▶ ACTION ITEM: Your answer must consist of the lines running from the one that holds "Class, locate every instance of the terminal" to the end of the data, copied exactly.
[Opening THE RECORDS section]
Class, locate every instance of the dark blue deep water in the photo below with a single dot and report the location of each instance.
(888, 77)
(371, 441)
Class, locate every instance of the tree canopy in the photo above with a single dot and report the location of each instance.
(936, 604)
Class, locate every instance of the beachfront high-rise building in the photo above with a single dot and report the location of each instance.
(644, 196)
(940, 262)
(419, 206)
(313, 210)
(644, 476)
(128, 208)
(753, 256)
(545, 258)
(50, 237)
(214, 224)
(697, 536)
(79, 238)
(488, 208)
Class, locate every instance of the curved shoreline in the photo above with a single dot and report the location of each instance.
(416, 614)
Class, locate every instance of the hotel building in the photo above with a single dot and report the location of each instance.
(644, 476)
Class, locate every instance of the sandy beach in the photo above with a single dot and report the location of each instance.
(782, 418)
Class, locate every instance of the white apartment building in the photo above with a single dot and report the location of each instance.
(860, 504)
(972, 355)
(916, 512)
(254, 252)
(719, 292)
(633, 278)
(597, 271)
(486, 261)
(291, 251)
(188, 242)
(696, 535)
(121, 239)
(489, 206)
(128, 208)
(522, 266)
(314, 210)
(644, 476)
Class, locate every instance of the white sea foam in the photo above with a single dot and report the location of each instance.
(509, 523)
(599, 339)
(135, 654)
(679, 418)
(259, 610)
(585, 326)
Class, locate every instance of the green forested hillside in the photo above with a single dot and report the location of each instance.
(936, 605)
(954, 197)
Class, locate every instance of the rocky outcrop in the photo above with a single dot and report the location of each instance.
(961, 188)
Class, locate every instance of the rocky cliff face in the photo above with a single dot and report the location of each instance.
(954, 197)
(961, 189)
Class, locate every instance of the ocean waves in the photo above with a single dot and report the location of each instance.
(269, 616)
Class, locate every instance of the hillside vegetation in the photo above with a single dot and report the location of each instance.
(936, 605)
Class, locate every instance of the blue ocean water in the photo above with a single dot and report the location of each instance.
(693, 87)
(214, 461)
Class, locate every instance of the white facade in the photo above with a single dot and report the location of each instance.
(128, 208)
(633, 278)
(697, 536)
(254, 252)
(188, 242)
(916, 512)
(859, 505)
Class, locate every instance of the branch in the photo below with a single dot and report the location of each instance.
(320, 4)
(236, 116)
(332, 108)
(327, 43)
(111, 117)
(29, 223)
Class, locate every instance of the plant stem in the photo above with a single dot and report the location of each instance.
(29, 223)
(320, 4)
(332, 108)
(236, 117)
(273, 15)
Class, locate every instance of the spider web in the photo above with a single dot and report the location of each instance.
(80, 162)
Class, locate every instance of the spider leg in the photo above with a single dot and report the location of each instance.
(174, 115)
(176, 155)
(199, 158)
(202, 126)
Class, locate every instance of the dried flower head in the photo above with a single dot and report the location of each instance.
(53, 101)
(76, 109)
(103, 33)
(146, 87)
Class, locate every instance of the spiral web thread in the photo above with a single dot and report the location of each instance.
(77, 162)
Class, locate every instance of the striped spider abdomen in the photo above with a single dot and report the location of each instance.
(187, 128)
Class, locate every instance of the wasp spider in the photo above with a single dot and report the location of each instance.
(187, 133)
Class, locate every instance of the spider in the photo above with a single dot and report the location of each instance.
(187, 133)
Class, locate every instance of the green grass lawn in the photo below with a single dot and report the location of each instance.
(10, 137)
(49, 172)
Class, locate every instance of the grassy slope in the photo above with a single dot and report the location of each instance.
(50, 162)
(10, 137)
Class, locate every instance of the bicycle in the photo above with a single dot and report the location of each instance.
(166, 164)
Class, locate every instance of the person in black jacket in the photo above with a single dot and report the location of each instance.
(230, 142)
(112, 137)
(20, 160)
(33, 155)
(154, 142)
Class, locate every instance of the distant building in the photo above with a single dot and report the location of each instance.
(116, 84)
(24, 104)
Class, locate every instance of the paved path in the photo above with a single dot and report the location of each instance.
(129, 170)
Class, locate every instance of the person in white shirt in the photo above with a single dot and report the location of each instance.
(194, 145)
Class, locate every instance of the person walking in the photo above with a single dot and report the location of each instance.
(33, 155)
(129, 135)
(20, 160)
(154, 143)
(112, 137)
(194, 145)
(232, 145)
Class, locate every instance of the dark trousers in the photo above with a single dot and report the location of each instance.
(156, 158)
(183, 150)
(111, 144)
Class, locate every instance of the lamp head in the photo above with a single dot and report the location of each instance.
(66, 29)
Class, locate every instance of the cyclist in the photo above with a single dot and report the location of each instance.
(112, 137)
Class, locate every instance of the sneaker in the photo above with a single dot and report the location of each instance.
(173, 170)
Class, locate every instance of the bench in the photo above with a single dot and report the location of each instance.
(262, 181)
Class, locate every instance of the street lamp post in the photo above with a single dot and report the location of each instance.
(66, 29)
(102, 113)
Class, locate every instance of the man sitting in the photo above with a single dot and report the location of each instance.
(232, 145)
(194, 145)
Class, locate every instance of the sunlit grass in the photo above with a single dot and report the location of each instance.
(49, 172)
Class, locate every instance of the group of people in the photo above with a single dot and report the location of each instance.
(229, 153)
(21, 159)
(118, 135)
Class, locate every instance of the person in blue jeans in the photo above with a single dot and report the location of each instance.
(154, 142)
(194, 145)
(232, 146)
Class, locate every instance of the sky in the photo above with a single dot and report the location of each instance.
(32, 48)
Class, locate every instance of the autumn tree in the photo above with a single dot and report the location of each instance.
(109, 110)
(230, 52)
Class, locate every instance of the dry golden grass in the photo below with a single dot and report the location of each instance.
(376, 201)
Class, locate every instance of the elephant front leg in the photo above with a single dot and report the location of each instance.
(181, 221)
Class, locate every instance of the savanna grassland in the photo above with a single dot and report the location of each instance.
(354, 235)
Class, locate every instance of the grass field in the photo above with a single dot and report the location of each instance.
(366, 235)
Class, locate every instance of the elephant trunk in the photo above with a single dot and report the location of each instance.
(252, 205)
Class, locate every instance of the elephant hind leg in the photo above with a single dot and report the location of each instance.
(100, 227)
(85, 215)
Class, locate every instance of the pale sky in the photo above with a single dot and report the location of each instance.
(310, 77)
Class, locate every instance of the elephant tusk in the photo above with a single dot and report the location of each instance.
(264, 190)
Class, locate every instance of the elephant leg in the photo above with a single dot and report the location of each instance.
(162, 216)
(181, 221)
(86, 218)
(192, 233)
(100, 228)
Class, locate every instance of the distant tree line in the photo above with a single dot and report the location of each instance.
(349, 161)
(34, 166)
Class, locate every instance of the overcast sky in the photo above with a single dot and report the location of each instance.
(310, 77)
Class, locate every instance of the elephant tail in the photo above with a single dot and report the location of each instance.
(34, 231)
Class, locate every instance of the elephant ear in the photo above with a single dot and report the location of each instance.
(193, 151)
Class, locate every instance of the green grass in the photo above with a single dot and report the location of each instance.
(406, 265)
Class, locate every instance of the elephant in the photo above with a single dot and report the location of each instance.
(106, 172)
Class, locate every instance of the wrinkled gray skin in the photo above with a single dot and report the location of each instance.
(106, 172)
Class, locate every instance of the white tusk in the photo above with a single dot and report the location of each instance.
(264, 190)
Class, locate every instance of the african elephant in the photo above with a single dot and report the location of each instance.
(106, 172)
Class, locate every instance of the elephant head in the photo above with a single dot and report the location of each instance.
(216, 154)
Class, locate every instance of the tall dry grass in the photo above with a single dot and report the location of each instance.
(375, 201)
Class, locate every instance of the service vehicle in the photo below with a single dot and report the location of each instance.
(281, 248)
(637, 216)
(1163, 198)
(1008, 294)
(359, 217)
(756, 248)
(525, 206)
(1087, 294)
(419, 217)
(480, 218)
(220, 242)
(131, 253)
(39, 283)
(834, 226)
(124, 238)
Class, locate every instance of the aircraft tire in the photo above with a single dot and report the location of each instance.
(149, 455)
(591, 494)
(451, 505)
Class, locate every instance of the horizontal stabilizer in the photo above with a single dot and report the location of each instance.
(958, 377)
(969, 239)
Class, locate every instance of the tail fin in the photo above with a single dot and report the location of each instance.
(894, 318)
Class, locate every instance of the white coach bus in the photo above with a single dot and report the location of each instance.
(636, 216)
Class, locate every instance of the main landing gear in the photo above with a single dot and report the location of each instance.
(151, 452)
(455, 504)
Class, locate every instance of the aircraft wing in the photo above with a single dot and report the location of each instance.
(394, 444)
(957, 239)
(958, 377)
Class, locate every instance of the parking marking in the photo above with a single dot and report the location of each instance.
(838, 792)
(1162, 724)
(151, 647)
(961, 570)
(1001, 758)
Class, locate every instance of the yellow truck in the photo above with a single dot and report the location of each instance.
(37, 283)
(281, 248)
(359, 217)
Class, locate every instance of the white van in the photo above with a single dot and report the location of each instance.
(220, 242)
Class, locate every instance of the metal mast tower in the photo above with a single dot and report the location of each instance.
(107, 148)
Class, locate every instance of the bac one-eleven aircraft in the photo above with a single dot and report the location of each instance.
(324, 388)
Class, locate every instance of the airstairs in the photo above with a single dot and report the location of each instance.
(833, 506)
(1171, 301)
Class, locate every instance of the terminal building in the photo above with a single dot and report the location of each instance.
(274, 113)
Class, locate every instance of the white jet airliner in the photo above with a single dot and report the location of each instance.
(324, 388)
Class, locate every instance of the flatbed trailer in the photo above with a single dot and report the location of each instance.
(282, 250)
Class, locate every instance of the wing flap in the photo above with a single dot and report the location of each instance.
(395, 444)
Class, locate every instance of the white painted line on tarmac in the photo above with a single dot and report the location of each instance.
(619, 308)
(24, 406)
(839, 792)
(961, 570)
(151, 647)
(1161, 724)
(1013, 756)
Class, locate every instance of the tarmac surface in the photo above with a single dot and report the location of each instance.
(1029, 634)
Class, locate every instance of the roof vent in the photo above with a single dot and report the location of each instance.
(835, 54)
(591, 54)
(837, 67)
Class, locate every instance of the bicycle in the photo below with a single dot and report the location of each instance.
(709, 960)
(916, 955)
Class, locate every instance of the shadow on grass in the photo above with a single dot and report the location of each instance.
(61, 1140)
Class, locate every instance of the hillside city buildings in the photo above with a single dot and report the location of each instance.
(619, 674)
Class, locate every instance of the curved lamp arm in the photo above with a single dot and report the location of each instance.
[Closing THE RECORDS section]
▶ THE ANSWER:
Class, locate every instance of the terminal building in the photo above with a single dot and report the location of each instance.
(274, 113)
Class, locate every instance of the white jet airliner in the photo above with a single dot and report the location of each instance.
(324, 388)
Class, locate every instance of the flatbed trailer in the photo above with a single dot and report the location of each instance.
(282, 250)
Class, locate every instance of the wing flap in the photo above with a single dot and report the location of each instance.
(395, 444)
Class, locate every instance of the white painted line on tarmac in the photo above with a single dot and report the location of each instance.
(619, 308)
(24, 406)
(839, 792)
(961, 570)
(151, 647)
(1161, 724)
(1013, 756)
Class, locate every instance of the tarmac surface in the photo above with a single dot and report the location of each instance.
(1029, 634)
Class, locate every instance of the roof vent in the photo above with a single dot and report the location of each instance.
(835, 54)
(591, 54)
(837, 67)
Class, locate every instance of the bicycle in the photo below with a single dot and report the location of each instance.
(709, 960)
(916, 955)
Class, locate every instance of the shadow on grass in the photo above with a single dot and report the location of each instance.
(61, 1140)
Class, locate every instance of the hillside city buildings in the photo above with a single dot and report the location of each instance.
(619, 674)
Class, locate every instance of the curved lamp arm in the photo above with a single dot and report the location of each instance.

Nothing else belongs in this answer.